* _Apply what you read_
a. Using the BIET abstract, decide whether each statement agrees with it: (i) the system was trained and tested on oncology-related literature hand-annotated with biomarker information; (ii) the statistical models depend mainly on global, document-level context; (iii) the system reaches an average F-score of 90%. For each, answer yes or no and quote the words of the abstract that decide it.
b. Translate this sentence from the BIET abstract into Spanish: "Finally, we identify the biomarker relationship among the bio-medical entities (semantic relationship classification)."
c. According to the BIET abstract, why do the many previously proposed systems for extracting biological relations fall short? Answer in one to three sentences.

Text segment: Begin

Biomarker information extraction tool (BIET) development using natural language processing and machine learning

  • Authors:
  • Md Tawhidul Islam;M. Shaikh;A. Nayak;S. Ranganathan

  • Affiliations:
  • Macquarie University, NSW, Australia;University of Tokyo, Bunkyo Ku, Tokyo, Japan;Macquarie University, NSW, Australia;Macquarie University, NSW, Australia

  • Venue:
  • Proceedings of the International Conference and Workshop on Emerging Trends in Technology
  • Year:
  • 2010

Quantified Score

Hi-index 0.00

Visualization

Abstract

In recent years, there has been a rising interest in extracting entities and relations from biomedical literatures. A vast number of systems and approaches have been proposed to extract biological relations but none of them achieves satisfactory results due to the failure of handling the grammatical complexities and subtle features of biomedical texts. In this paper, we detail an approach to a very specific task of information extraction namely, extracting biomarker information in biomedical literature. Starting with the abstract of a given publication, we first identify the evaluative sentence(s) among other sentences by recognizing words and phrases in the text belonging to semantic categories of interest to bio-medical entities (semantic category recognition). For the entities like, protein, gene and disease, we determine whether the statement refers to biomarker relationship (assertion classification). Finally, we identify the biomarker relationship among the bio-medical entities (semantic relationship classification). Our approach utilizes a series of statistical models that rely heavily on local lexical and syntactic context and achieve competitive results compared to more complex NLP solutions. We conclude the paper by presenting the design of a system namely, the Biomarker Information Extraction Tool (BIET). BIET combines our solutions to semantic category recognition, assertion classification and semantic relationship classification into a single application that facilitates the easy extraction of semantic information from medical text. We designed and implemented ML-based BIET system for biomarker extraction, using support vector machines and trained and tested it on a corpus of oncology related PubMed/MEDLINE literatures hand-annotated with biomarker information. Several tests are performed to assess the performance of the system's component namely semantic category recognizer, assertion classifier and semantic relationship classifier and the system achieves an average F-score of 86% for the task of biomarker information extraction comparing to the human annotated dataset (i.e. gold standard) scores.

Text segment: End
Data under study: Begin

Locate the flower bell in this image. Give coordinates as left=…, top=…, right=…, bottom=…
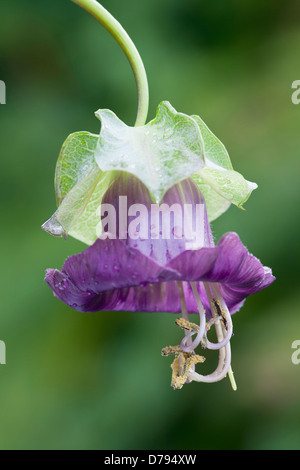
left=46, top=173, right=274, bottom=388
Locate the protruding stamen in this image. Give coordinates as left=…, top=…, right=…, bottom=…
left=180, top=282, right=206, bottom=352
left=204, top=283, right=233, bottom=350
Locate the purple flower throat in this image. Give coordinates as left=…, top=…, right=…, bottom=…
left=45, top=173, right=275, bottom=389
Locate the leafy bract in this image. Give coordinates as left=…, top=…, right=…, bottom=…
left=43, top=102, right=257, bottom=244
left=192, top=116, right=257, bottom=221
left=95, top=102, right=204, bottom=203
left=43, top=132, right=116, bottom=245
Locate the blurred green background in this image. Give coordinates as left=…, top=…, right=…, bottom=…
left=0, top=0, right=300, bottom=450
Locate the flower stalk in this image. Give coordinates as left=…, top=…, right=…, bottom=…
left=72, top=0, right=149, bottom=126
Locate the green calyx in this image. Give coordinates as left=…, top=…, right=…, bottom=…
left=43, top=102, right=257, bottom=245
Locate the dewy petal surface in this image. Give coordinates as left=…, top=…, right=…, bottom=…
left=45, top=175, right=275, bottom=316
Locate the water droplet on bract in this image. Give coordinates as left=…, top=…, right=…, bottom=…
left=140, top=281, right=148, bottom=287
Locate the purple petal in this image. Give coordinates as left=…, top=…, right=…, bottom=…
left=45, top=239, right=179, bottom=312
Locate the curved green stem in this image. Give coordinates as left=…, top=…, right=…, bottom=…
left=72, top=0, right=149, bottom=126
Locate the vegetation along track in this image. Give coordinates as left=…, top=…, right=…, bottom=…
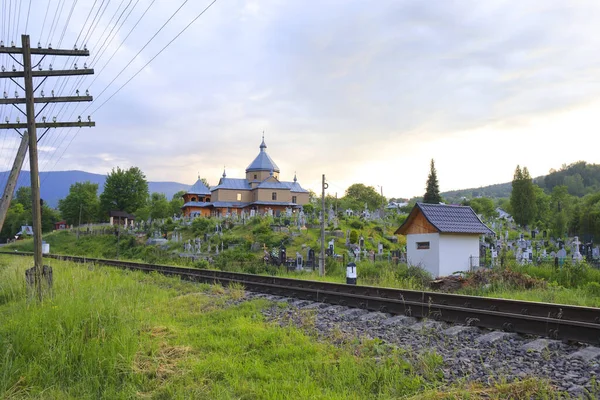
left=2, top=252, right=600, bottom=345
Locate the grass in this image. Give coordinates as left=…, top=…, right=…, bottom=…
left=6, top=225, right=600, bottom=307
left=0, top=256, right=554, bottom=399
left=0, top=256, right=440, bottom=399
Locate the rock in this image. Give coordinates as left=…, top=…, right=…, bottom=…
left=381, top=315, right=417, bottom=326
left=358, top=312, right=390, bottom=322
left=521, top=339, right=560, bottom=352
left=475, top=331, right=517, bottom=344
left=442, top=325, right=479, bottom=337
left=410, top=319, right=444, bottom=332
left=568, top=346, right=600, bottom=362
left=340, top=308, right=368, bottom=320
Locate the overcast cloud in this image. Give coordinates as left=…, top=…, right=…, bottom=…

Data under study: End
Data under study: Begin

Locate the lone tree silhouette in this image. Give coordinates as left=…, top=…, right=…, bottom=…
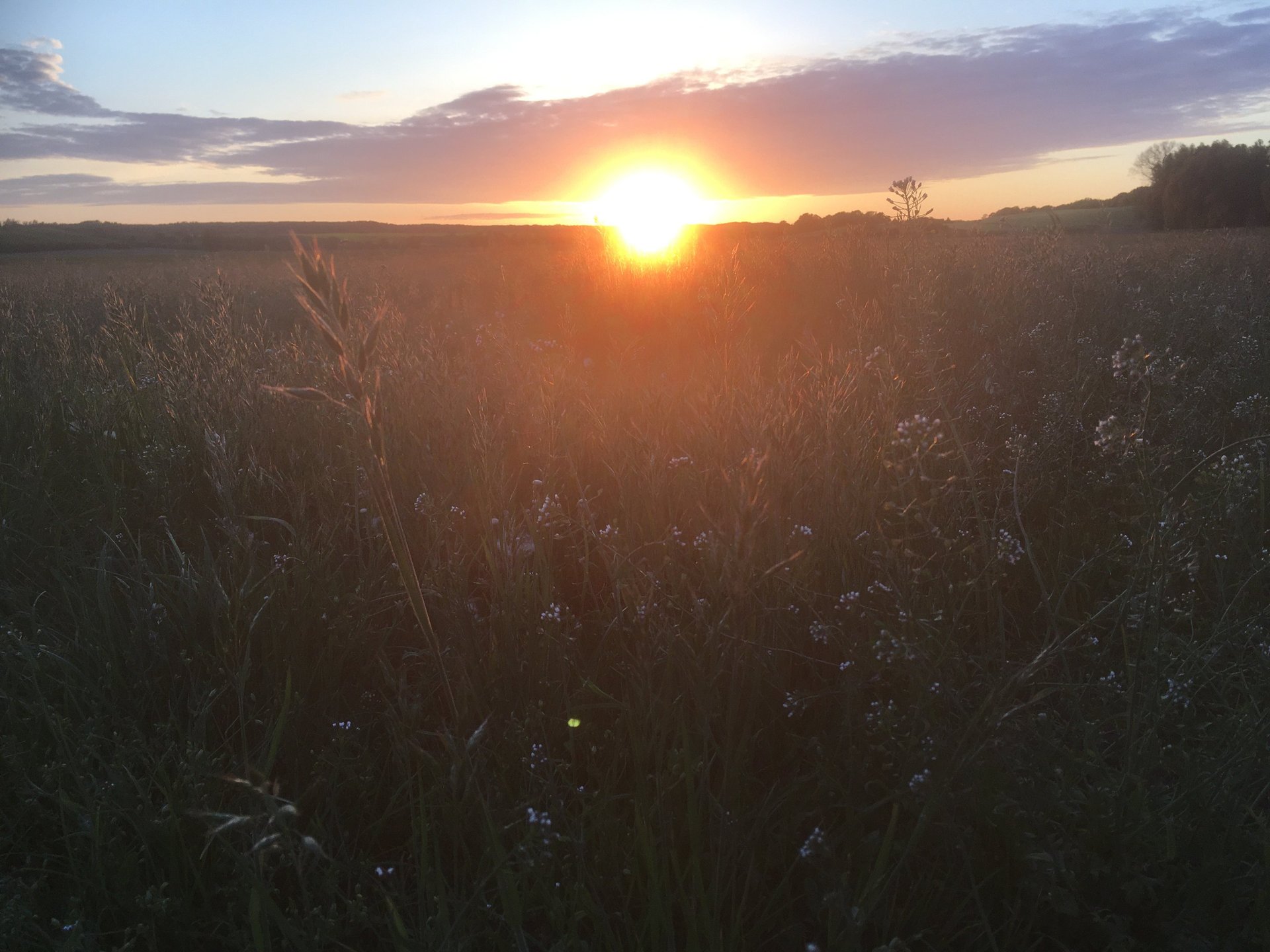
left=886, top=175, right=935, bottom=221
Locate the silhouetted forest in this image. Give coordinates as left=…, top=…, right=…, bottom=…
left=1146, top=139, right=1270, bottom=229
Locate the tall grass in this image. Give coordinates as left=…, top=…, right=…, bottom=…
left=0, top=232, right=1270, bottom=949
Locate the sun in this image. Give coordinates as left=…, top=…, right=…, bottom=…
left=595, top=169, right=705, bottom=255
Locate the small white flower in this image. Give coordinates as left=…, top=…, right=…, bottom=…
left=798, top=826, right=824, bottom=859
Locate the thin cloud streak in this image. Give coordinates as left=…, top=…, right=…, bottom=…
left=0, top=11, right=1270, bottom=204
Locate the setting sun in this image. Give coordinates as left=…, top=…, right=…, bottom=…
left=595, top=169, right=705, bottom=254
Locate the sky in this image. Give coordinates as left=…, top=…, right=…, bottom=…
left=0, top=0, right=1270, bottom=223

Data under study: End

* _Completed exercise_
a.
(i) Yes: "trained and tested it on a corpus of oncology related PubMed/MEDLINE literatures hand-annotated with biomarker information"
(ii) No: "rely heavily on local lexical and syntactic context"
(iii) No: "the system achieves an average F-score of 86%"

b. Por último, identificamos la relación de biomarcador entre las entidades biomédicas (clasificación de relaciones semánticas).

c. None of them achieves satisfactory results because they fail to handle the grammatical complexities and subtle features of biomedical texts.